-- start of Material supplied --

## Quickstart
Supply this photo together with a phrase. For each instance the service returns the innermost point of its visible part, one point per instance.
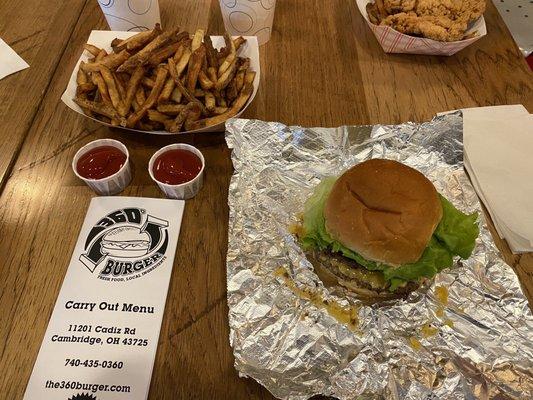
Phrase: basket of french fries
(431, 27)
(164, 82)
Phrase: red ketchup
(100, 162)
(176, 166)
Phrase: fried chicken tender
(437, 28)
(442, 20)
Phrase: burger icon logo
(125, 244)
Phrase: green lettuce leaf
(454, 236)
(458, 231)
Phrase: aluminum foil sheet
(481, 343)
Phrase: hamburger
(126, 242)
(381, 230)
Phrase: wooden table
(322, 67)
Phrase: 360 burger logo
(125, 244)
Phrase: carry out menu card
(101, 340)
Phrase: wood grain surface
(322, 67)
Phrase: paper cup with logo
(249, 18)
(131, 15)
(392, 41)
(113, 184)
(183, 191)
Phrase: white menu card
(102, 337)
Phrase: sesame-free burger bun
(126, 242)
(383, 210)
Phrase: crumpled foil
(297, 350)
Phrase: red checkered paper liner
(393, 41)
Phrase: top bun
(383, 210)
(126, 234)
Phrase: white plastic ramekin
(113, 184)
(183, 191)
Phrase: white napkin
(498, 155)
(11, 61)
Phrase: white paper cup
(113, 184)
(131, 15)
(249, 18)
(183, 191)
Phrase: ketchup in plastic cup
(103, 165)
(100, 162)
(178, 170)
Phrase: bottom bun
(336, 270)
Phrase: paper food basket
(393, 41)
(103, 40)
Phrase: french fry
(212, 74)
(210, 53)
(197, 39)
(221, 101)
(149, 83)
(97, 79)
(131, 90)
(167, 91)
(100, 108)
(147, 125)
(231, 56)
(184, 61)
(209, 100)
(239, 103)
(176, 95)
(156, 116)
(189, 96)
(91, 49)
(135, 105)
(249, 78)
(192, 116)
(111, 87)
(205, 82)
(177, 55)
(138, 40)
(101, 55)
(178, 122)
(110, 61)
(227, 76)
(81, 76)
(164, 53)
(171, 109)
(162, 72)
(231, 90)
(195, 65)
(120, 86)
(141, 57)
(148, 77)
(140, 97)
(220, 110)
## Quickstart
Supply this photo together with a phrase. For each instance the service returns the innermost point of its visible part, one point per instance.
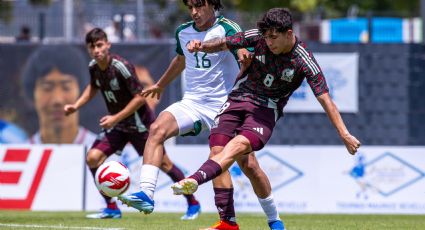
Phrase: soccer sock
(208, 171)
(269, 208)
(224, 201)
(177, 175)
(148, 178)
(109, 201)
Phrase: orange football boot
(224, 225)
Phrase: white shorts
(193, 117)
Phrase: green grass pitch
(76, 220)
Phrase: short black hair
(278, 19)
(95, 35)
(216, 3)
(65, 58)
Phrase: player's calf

-- end of Material supplied --
-- start of Material supplied --

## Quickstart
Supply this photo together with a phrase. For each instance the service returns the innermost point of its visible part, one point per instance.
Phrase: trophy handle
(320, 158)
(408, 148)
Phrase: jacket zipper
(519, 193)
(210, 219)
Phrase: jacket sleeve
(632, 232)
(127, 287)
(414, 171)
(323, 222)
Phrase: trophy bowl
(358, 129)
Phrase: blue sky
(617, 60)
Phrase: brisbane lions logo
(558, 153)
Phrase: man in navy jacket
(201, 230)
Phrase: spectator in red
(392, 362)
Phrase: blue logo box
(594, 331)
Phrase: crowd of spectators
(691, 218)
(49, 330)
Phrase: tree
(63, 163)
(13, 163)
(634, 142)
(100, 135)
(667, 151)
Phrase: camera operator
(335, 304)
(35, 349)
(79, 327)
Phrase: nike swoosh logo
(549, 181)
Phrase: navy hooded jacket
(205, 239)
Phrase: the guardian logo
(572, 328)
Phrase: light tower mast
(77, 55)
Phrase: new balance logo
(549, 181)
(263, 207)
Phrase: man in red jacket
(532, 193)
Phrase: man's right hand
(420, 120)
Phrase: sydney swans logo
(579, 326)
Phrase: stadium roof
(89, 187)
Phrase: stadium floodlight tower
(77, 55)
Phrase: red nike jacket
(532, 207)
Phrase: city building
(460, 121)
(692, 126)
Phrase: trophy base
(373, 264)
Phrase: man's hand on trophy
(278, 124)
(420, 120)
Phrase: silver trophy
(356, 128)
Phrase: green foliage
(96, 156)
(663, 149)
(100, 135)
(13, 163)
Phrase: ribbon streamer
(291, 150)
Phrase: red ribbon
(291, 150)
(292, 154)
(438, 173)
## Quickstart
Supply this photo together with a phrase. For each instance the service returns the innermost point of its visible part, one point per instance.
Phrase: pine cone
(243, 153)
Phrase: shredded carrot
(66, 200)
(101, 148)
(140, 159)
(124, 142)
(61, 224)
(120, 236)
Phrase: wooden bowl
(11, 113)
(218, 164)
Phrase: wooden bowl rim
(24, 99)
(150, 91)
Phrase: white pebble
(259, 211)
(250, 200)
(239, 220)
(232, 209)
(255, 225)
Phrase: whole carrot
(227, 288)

-- end of Material supplied --

Written task — Please reproduce the stretch of the listing from the line containing "Phrase: green grass pitch" through the line containing "Phrase: player's calf", both lines included.

Result of this exercise —
Phrase: green grass pitch
(76, 220)
Phrase: short black hair
(278, 19)
(95, 35)
(216, 3)
(65, 58)
Phrase: player's calf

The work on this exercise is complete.